The response must consist of all the entries, duplicated without alteration.

━━━━━ DATA FOR ANALYSIS ━━━━━

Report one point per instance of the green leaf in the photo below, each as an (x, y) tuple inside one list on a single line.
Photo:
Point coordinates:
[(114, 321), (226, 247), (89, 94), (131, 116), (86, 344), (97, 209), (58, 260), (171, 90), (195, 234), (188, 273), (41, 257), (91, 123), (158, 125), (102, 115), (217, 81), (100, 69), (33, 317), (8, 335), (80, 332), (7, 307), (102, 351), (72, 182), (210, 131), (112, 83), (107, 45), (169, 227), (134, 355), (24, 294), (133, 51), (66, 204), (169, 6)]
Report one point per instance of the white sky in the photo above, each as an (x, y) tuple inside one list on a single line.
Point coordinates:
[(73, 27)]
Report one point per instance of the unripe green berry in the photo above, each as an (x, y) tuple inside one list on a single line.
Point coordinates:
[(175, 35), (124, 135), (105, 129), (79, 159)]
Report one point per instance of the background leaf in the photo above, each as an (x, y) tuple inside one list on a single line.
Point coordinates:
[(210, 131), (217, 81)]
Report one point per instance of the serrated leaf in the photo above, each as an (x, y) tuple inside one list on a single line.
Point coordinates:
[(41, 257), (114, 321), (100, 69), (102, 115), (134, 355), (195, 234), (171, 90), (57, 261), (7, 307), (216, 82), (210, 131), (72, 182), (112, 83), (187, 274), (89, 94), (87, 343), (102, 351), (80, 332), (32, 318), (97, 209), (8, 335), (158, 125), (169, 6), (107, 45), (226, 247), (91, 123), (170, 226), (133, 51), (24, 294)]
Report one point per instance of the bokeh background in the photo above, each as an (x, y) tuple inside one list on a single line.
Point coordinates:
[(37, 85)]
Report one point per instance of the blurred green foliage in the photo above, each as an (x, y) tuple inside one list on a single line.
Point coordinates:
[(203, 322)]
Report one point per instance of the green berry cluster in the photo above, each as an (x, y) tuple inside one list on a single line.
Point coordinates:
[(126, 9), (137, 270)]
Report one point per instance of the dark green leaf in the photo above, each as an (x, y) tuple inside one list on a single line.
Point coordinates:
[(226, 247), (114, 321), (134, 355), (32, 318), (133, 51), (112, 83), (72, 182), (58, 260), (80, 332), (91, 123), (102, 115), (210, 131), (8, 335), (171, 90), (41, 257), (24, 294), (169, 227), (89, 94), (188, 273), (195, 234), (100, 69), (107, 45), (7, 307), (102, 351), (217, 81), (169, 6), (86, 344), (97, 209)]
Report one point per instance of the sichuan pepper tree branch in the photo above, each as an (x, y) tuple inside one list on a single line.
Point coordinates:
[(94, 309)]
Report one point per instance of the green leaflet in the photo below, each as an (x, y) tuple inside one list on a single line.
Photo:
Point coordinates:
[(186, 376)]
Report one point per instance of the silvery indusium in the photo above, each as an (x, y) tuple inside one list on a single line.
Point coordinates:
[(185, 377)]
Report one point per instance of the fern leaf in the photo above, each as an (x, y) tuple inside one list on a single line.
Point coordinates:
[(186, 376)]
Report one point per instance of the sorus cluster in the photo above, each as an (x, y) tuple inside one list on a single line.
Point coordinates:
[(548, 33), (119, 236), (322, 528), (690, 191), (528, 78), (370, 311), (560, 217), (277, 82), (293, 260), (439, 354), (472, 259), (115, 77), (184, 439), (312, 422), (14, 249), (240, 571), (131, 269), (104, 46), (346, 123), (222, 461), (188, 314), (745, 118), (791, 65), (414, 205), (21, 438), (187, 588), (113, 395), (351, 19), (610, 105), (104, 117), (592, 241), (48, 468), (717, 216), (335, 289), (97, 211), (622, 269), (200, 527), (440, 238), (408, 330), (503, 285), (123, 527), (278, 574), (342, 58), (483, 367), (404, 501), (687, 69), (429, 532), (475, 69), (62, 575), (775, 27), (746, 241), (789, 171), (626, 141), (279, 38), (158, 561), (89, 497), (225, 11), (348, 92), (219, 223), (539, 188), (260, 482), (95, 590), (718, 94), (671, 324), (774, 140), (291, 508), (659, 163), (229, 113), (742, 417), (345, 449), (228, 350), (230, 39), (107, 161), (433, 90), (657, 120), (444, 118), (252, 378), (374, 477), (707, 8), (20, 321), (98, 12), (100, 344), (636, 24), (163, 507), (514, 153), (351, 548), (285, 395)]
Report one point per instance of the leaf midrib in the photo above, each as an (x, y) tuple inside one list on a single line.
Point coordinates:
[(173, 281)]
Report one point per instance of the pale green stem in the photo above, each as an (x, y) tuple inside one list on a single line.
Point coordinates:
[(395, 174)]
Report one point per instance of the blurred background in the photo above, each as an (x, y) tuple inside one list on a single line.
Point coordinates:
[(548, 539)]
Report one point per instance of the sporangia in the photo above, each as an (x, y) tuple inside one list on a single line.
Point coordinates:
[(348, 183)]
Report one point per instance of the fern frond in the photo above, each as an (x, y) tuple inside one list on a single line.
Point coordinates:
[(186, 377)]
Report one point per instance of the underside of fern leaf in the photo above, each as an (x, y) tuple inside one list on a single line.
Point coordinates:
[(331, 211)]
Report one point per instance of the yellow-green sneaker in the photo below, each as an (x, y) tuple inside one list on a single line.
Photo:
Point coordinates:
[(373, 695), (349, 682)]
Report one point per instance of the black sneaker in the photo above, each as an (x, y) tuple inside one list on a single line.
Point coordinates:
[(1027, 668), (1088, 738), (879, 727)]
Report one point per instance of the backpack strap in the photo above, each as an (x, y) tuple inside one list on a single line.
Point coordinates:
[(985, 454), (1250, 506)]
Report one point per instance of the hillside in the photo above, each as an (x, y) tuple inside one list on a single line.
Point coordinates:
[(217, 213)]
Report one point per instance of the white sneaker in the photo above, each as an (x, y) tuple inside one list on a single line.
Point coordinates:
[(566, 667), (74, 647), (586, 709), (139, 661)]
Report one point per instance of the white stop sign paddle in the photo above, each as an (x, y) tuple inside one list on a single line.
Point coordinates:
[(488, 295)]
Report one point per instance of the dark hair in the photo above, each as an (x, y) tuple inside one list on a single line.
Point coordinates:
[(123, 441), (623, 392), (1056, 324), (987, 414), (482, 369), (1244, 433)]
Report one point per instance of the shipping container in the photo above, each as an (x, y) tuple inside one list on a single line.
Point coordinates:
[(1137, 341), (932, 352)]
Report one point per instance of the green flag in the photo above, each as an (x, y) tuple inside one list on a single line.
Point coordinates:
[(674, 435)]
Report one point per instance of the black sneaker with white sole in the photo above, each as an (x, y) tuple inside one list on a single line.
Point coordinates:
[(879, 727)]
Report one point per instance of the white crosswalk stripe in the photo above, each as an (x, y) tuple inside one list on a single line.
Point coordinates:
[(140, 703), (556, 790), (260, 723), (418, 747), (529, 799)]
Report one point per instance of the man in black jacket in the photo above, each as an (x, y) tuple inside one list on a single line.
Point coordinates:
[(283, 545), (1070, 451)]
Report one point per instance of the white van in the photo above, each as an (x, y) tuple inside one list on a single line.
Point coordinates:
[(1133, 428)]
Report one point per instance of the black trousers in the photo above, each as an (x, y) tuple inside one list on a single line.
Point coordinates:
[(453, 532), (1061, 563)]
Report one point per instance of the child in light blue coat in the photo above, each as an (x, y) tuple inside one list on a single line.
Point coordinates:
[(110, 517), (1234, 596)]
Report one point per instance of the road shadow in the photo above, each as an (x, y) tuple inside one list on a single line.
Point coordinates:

━━━━━

## [TASK RESULT]
Report one point per instance of the green leaf in the photo below, each as an (x, y) tuple inside one list on a single line.
Photo:
Point coordinates:
[(114, 321), (226, 247), (89, 94), (131, 116), (86, 344), (97, 209), (58, 260), (171, 90), (195, 234), (188, 273), (41, 257), (91, 123), (158, 125), (102, 115), (217, 81), (100, 69), (33, 317), (8, 335), (80, 332), (7, 307), (102, 351), (72, 182), (210, 131), (112, 83), (107, 45), (169, 227), (134, 355), (24, 294), (133, 51), (66, 204), (169, 6)]
Report one point per instance of the white sky in the photo above, each as an (x, y) tuple inside one list on a single line.
Point coordinates:
[(73, 27)]
Report one point per instance of the unripe green berry in the photo above, each as an (x, y) tuple inside one list on a single line.
Point coordinates:
[(175, 35), (124, 135), (105, 129), (79, 159)]
Report one point per instance of the background leaf in the photo above, each as an (x, y) tuple inside one list on a single line.
Point coordinates:
[(210, 131), (217, 81)]
Report one point per instance of the serrated leaf in the photo above, each as an (x, y) tuple inside one list on a single line.
Point coordinates:
[(41, 257), (114, 321), (100, 69), (102, 115), (134, 355), (195, 234), (171, 90), (57, 261), (7, 307), (216, 82), (210, 131), (72, 182), (112, 83), (187, 274), (89, 94), (87, 343), (102, 351), (80, 332), (32, 318), (97, 209), (8, 335), (158, 125), (169, 6), (107, 45), (226, 247), (91, 123), (170, 226), (133, 51), (24, 294)]
Report one point per instance of the bokeh background in the photo above, each as an (x, y) tuple inside one list on a single line.
Point coordinates:
[(37, 85)]
Report one point per instance of the blurred green foliage in the photo above, each as an (x, y) tuple inside one list on a single line.
Point coordinates:
[(203, 322)]
Report one point per instance of the green berry cluster in the photo above, each as an (x, y) tuple inside one list on a single line.
Point coordinates:
[(126, 9), (137, 270)]
Report one point per instance of the dark green leaf in the photo above, each as an (x, y) tuple inside one list on a single line.
Point coordinates:
[(226, 247), (114, 321), (134, 355), (32, 318), (133, 51), (112, 83), (72, 182), (58, 260), (80, 332), (91, 123), (102, 115), (210, 131), (8, 335), (171, 90), (41, 257), (24, 294), (169, 227), (89, 94), (188, 273), (195, 234), (100, 69), (107, 45), (7, 307), (102, 351), (217, 81), (169, 6), (86, 344), (97, 209)]
Report one point per instance of the sichuan pepper tree branch in the photo above, each as an (x, y) tuple inside one list on a single line.
Point coordinates:
[(94, 309)]
Report one point per instance of the green leaflet in the photo below, each as an (x, y) tuple inside one list on a single line.
Photo:
Point coordinates:
[(186, 376)]
Report one point per instance of the silvery indusium in the photo above, each as an (x, y) tuple inside one list on a single line.
Point coordinates:
[(185, 377)]
Report one point per instance of the fern leaf in the photo above, each as an (x, y) tuple inside one list on a single line.
Point coordinates:
[(186, 376)]
Report one point per instance of the sorus cluster in the photo above, each as an (x, y) tuple inside one list on a single line.
Point coordinates:
[(548, 33), (119, 236), (322, 528), (690, 191), (528, 78), (370, 311), (560, 217), (277, 82), (293, 260), (439, 354), (472, 259), (115, 77), (184, 439), (312, 422), (14, 249), (240, 571), (131, 269), (104, 46), (346, 123), (222, 461), (188, 314), (745, 118), (791, 65), (414, 205), (21, 438), (187, 588), (113, 395), (351, 19), (610, 105), (104, 117), (592, 241), (48, 468), (717, 216), (335, 289), (97, 211), (622, 269), (200, 527), (440, 238), (408, 330), (503, 285), (123, 527), (278, 574), (342, 58), (483, 367), (404, 501), (687, 69), (429, 532), (475, 69), (62, 575), (775, 27), (746, 241), (789, 171), (626, 141), (279, 38), (158, 561), (89, 497), (225, 11), (348, 92), (219, 223), (539, 188), (260, 482), (95, 590), (718, 94), (671, 324), (774, 140), (291, 508), (659, 163), (229, 113), (742, 417), (345, 449), (228, 350), (230, 39), (107, 161), (433, 90), (657, 120), (444, 118), (252, 378), (374, 477), (707, 8), (20, 321), (98, 12), (100, 344), (636, 24), (163, 507), (514, 153), (351, 548), (285, 395)]
Report one point per instance of the leaf midrib in the photo above, each as an (x, y) tuple inside one list on a single line.
Point coordinates:
[(173, 281)]
Report one point per instance of the pale green stem in the photo above, each as an (x, y) tuple inside one list on a single line.
Point coordinates:
[(395, 174)]
Report one point per instance of the blurred background in the photo above, each as an (x, y) tuple inside one list on a single line.
Point coordinates:
[(548, 539)]
Report one point per instance of the sporangia in the photo above, each as an (x, y) tuple inside one list on a single line.
Point coordinates:
[(348, 183)]
Report one point per instance of the fern frond in the photo above, each as an (x, y) tuple inside one list on a single line.
Point coordinates:
[(186, 377)]
Report one point per instance of the underside of fern leaf in the photo above, each as an (x, y) tuple inside one list on a single line.
Point coordinates:
[(331, 211)]
Report one point per instance of the yellow-green sneaker in the photo below, each as an (x, y) tuple inside one list on a single line.
Photo:
Point coordinates:
[(373, 695), (349, 682)]
Report one point per instance of the black sneaker in the photo above, each as an (x, y) tuple inside one list on a single line.
Point coordinates:
[(1027, 668), (1088, 738), (879, 727)]
Report one point per instance of the backpack strap in the photo above, each as an (x, y) tuple inside one list on a single line.
Point coordinates:
[(985, 454), (1250, 506)]
Report one point per instance of the hillside in the photo above, each as an (x, y) tuple inside one list on a single line.
Point coordinates:
[(217, 213)]
Report one point per instance of the white sneaker in the photo above, each as an (x, y) tuple inside one list on a single line.
Point coordinates:
[(566, 667), (74, 647), (586, 709), (139, 661)]
Report one point per instance of the white stop sign paddle in the photo above, each as an (x, y) tuple inside one list on a single line.
Point coordinates:
[(488, 295)]
Report one point per instance of the dark hair in the photo above, each as an (x, y) tuple inside one list on a single line.
Point coordinates:
[(123, 441), (623, 392), (1056, 324), (987, 414), (482, 369), (1244, 433)]
Report one point per instance of the shipping container in the photo above, each as an (x, y) tuple inside one list on a single line.
Point coordinates:
[(1137, 341), (932, 352)]
Report one point per instance of the green flag in the photo above, each as an (x, y) tuple inside one list on a single line.
Point coordinates:
[(674, 435)]
Report one point per instance of the black sneaker with white sole in the photo above, each as an (x, y) tuple inside one list on a single line.
Point coordinates:
[(879, 727)]
Report one point per instance of the white crosswalk stripe in the photo above, each as an (x, y) tuple inside one list on a single line.
Point coordinates:
[(140, 703), (556, 790), (260, 723), (418, 747), (529, 799)]
Report one point per instance of the man in black jacket in the photo above, each as an (x, y) tuple inside one list on a single line.
Point coordinates:
[(283, 545), (1070, 451)]
Report one point per instance of the white van in the photo above, each as an (x, y) tuple inside one list on a single line.
Point coordinates:
[(1133, 428)]
Report one point per instance of the black trousers in the photo above, each as an (x, y) tuple inside one list on a single line.
Point coordinates:
[(453, 532), (1061, 563)]
Report one point per instance of the child in light blue coat in the photo above, each as an (x, y) tuple inside one list on a single line.
Point coordinates:
[(110, 517), (1234, 596)]
Report one point per instance of the road shadow in the photo above, each as an (x, y) tuple inside one list on a single line.
Point coordinates:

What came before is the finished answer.